* [Set problem]
Copy out each of the rows below, character for character, leaving none of them out.

* [Raw data]
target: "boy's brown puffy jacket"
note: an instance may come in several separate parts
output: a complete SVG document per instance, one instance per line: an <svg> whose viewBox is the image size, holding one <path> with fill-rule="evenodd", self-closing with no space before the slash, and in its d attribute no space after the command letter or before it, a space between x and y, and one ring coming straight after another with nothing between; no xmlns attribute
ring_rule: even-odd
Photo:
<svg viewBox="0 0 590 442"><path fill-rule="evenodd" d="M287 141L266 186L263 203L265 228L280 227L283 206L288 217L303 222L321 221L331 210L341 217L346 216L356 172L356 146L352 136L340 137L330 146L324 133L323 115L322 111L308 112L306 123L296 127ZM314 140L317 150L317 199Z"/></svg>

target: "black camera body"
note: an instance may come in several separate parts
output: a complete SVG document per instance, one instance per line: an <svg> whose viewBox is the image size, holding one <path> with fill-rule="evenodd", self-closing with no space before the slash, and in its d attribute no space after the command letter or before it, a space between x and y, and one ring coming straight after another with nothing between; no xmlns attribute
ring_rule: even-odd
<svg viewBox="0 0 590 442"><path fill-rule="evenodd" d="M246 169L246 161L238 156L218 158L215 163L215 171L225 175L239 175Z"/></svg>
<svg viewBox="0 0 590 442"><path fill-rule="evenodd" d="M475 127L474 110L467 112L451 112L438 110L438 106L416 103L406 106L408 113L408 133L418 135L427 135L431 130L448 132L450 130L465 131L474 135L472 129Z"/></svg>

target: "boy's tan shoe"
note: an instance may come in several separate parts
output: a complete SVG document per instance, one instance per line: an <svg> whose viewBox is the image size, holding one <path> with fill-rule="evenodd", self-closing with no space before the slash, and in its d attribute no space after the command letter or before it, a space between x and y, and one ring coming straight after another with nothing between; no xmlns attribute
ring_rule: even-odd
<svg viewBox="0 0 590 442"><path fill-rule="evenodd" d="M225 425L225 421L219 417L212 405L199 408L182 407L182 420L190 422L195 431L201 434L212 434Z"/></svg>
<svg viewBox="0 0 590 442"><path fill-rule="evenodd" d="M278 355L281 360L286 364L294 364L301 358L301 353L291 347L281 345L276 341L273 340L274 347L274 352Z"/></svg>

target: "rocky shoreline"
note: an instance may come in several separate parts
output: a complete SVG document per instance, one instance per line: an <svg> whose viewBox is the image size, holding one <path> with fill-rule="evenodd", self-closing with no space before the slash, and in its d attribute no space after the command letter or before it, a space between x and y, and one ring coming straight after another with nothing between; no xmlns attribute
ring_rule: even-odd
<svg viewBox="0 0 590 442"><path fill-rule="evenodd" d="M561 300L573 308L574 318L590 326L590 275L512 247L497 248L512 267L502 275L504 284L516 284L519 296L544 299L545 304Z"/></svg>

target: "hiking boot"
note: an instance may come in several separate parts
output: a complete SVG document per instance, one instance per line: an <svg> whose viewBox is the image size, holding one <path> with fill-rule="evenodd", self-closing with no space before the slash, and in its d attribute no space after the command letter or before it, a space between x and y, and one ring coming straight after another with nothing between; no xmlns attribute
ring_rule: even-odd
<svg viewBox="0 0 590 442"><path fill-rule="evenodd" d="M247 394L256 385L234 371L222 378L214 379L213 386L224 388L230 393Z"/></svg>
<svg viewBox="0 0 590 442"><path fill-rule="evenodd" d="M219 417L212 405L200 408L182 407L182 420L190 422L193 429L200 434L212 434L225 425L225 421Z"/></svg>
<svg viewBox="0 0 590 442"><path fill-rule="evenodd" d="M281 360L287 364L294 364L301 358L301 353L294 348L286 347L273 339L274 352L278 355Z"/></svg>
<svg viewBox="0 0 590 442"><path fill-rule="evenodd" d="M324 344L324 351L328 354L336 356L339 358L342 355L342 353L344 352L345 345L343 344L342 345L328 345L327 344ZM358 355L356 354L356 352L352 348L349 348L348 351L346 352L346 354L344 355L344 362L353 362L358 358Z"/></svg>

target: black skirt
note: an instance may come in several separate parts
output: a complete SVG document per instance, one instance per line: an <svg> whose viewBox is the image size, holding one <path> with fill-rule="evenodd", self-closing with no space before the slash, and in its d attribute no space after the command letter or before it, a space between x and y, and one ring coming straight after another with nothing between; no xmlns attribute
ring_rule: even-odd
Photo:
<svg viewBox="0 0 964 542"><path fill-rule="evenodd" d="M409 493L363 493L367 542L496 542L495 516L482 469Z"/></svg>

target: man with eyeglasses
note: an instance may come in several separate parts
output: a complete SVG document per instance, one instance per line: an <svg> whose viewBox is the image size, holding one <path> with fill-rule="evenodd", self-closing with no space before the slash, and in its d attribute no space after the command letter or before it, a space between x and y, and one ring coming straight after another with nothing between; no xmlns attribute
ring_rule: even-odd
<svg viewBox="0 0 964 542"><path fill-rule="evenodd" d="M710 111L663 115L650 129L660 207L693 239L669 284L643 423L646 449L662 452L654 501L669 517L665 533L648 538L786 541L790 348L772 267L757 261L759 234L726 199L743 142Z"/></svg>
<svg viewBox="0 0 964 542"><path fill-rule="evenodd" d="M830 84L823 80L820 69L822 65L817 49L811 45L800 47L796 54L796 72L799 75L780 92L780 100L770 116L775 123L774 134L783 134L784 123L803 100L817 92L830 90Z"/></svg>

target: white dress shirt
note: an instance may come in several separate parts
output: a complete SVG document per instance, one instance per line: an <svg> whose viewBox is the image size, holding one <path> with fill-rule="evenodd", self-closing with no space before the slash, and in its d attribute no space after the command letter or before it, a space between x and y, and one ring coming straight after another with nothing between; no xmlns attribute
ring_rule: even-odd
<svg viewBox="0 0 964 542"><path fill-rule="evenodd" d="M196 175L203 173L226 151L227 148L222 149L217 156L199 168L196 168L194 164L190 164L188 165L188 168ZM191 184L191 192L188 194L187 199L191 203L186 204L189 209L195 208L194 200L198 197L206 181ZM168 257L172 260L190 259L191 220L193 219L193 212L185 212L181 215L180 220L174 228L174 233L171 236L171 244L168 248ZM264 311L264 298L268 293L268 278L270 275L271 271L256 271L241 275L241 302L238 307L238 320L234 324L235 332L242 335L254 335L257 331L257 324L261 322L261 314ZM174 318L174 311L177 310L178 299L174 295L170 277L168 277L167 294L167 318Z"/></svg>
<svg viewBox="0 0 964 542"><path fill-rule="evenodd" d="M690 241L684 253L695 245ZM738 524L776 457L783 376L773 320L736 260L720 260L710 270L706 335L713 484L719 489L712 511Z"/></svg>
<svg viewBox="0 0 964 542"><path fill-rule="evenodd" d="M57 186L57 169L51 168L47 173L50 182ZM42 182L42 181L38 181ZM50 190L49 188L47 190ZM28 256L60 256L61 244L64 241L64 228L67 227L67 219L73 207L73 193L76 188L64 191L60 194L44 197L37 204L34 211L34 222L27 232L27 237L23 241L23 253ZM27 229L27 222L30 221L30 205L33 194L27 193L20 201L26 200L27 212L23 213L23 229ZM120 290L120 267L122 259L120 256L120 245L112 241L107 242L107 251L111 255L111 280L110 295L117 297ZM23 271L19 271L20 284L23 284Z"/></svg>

* [Reply to the exercise]
target: "boy's brown puffy jacket"
note: an instance may come in several separate parts
output: a complete SVG document per instance, one instance per line: an <svg> whose viewBox is the image size, holding one <path> with fill-rule="evenodd", self-closing with no space before the slash, and in its d attribute no space after the command letter or before it, a space between x and y, and one ring coming straight after another with nothing between; no xmlns attribute
ring_rule: even-odd
Photo:
<svg viewBox="0 0 590 442"><path fill-rule="evenodd" d="M287 141L266 186L263 203L265 228L280 227L283 206L288 217L303 222L321 221L331 210L341 217L346 216L356 172L356 146L352 136L340 137L330 146L324 133L323 115L322 111L308 112L306 123L296 127ZM314 140L317 150L317 199Z"/></svg>

target: "black camera body"
note: an instance may come in several separate parts
output: a complete SVG document per instance, one instance per line: an <svg> whose viewBox is the image size, holding one <path> with fill-rule="evenodd", self-closing with no space before the slash, and in its d attribute no space after the command letter or before it, a space between x and y, and one ring coming straight after another with nothing between; no xmlns attribute
ring_rule: even-odd
<svg viewBox="0 0 590 442"><path fill-rule="evenodd" d="M246 169L246 161L238 156L218 158L215 163L215 171L225 175L239 175Z"/></svg>
<svg viewBox="0 0 590 442"><path fill-rule="evenodd" d="M475 127L474 110L467 112L451 112L438 110L438 106L416 103L406 106L408 113L408 133L418 135L427 135L431 130L448 132L450 130L465 131L474 135L472 129Z"/></svg>

target: "boy's tan shoe"
note: an instance may come in several separate parts
output: a complete SVG document per instance, one instance per line: an <svg> whose viewBox is the image size, holding one <path> with fill-rule="evenodd", self-closing with no space before the slash, and in its d attribute no space after the command letter or before it, a space between x and y, and one ring coming straight after another with nothing between; no xmlns attribute
ring_rule: even-odd
<svg viewBox="0 0 590 442"><path fill-rule="evenodd" d="M225 425L225 421L219 417L212 405L199 408L182 407L182 420L190 422L195 431L201 434L212 434Z"/></svg>
<svg viewBox="0 0 590 442"><path fill-rule="evenodd" d="M278 355L281 360L286 364L294 364L301 358L301 353L291 347L281 345L276 341L273 340L274 347L274 352Z"/></svg>

target: "rocky shoreline"
note: an instance may come in several separate parts
output: a complete SVG document per instance, one instance per line: an <svg> whose viewBox is the image size, holding one <path> with fill-rule="evenodd", self-closing with no space before the slash, and in its d attribute no space after the command letter or before it, a space between x and y, and one ring coming straight after another with nothing between; no xmlns attribute
ring_rule: even-odd
<svg viewBox="0 0 590 442"><path fill-rule="evenodd" d="M561 300L573 308L574 318L590 326L590 275L512 247L497 248L512 267L502 275L504 284L516 284L519 296L544 299L545 304Z"/></svg>

target: "hiking boot"
note: an instance may come in several separate parts
output: a complete SVG document per instance, one instance per line: an <svg> whose viewBox is the image size, holding one <path> with fill-rule="evenodd", self-closing with no space before the slash, and in its d attribute no space after the command letter or before it, a space between x and y, and one ring coming straight after another with nothing between; no xmlns attribute
ring_rule: even-odd
<svg viewBox="0 0 590 442"><path fill-rule="evenodd" d="M247 394L256 385L234 371L222 378L214 379L213 386L224 388L230 393Z"/></svg>
<svg viewBox="0 0 590 442"><path fill-rule="evenodd" d="M219 417L212 405L200 408L182 407L182 420L190 422L193 429L200 434L212 434L225 425L225 421Z"/></svg>
<svg viewBox="0 0 590 442"><path fill-rule="evenodd" d="M281 360L287 364L294 364L301 358L301 353L294 348L286 347L273 339L274 352L278 355Z"/></svg>
<svg viewBox="0 0 590 442"><path fill-rule="evenodd" d="M324 344L324 351L328 354L336 356L339 358L342 355L342 353L344 352L345 345L343 344L342 345L328 345L327 344ZM358 355L356 354L356 352L352 348L349 348L348 351L346 352L346 354L344 355L344 362L353 362L358 358Z"/></svg>

target: black skirt
note: an instance may come in several separate parts
output: a complete SVG document per instance, one instance per line: an <svg> whose viewBox is the image size, holding one <path> with fill-rule="evenodd", self-closing with no space before the slash, and in its d attribute no space after the command letter or before it, a space between x and y, and one ring coming straight after another with nothing between; no xmlns attribute
ring_rule: even-odd
Photo:
<svg viewBox="0 0 964 542"><path fill-rule="evenodd" d="M409 493L363 493L367 542L496 542L495 516L482 469Z"/></svg>

target: man with eyeglasses
note: an instance may come in several separate parts
output: a complete SVG document per instance, one instance per line: an <svg> whose viewBox is the image size, holding one <path> with fill-rule="evenodd", self-closing with no space before the slash, and in its d attribute no space after the command letter or before it, a space between x and y, and one ring coming straight after another with nothing between; no xmlns attribute
ring_rule: even-odd
<svg viewBox="0 0 964 542"><path fill-rule="evenodd" d="M710 111L663 115L650 129L660 207L693 239L669 284L643 423L646 449L662 452L654 501L669 517L665 533L648 538L786 541L790 348L772 267L757 261L759 234L726 199L743 142Z"/></svg>
<svg viewBox="0 0 964 542"><path fill-rule="evenodd" d="M830 84L823 80L820 69L822 65L817 49L811 45L800 47L796 54L796 72L799 75L780 92L780 100L770 116L775 123L774 134L783 134L784 123L803 100L817 92L830 90Z"/></svg>

target: white dress shirt
note: an instance may come in several separate parts
output: a complete SVG document per instance, one instance per line: an <svg> whose viewBox is the image size, holding one <path> with fill-rule="evenodd", self-closing with no space before the slash, and in its d attribute no space after the command letter or before it, a space between x and y, and one ring coming straight after another with nothing between; no xmlns attribute
ring_rule: even-odd
<svg viewBox="0 0 964 542"><path fill-rule="evenodd" d="M196 175L203 173L226 151L227 148L222 149L217 156L199 168L196 168L194 164L190 164L188 165L188 168ZM191 184L191 192L188 194L187 199L191 203L186 204L189 209L195 208L194 200L198 197L206 181ZM168 257L172 260L190 259L191 220L193 219L193 212L185 212L181 215L180 220L174 228L174 233L171 236L171 244L168 248ZM264 311L264 298L268 293L268 278L270 275L271 271L256 271L241 275L241 302L238 307L238 320L234 324L235 332L242 335L254 335L257 331L257 324L261 322L261 314ZM174 318L174 311L177 310L178 299L174 295L170 277L168 277L167 294L167 318Z"/></svg>
<svg viewBox="0 0 964 542"><path fill-rule="evenodd" d="M690 241L684 253L695 245ZM738 524L776 457L783 376L773 320L736 260L720 260L710 270L706 335L713 484L719 489L712 511Z"/></svg>
<svg viewBox="0 0 964 542"><path fill-rule="evenodd" d="M57 186L57 169L51 168L47 173L50 182ZM42 182L42 181L38 181ZM50 190L49 188L47 190ZM28 256L60 256L61 244L64 241L64 228L67 227L67 219L73 207L73 193L76 188L64 191L60 194L44 197L37 204L34 211L34 222L27 232L27 237L23 241L23 253ZM27 229L27 222L30 221L30 205L33 194L27 193L20 201L26 200L27 212L23 213L23 229ZM120 290L120 267L122 259L120 256L120 245L112 241L107 242L107 251L111 255L111 280L110 295L117 297ZM23 271L19 271L20 284L23 284Z"/></svg>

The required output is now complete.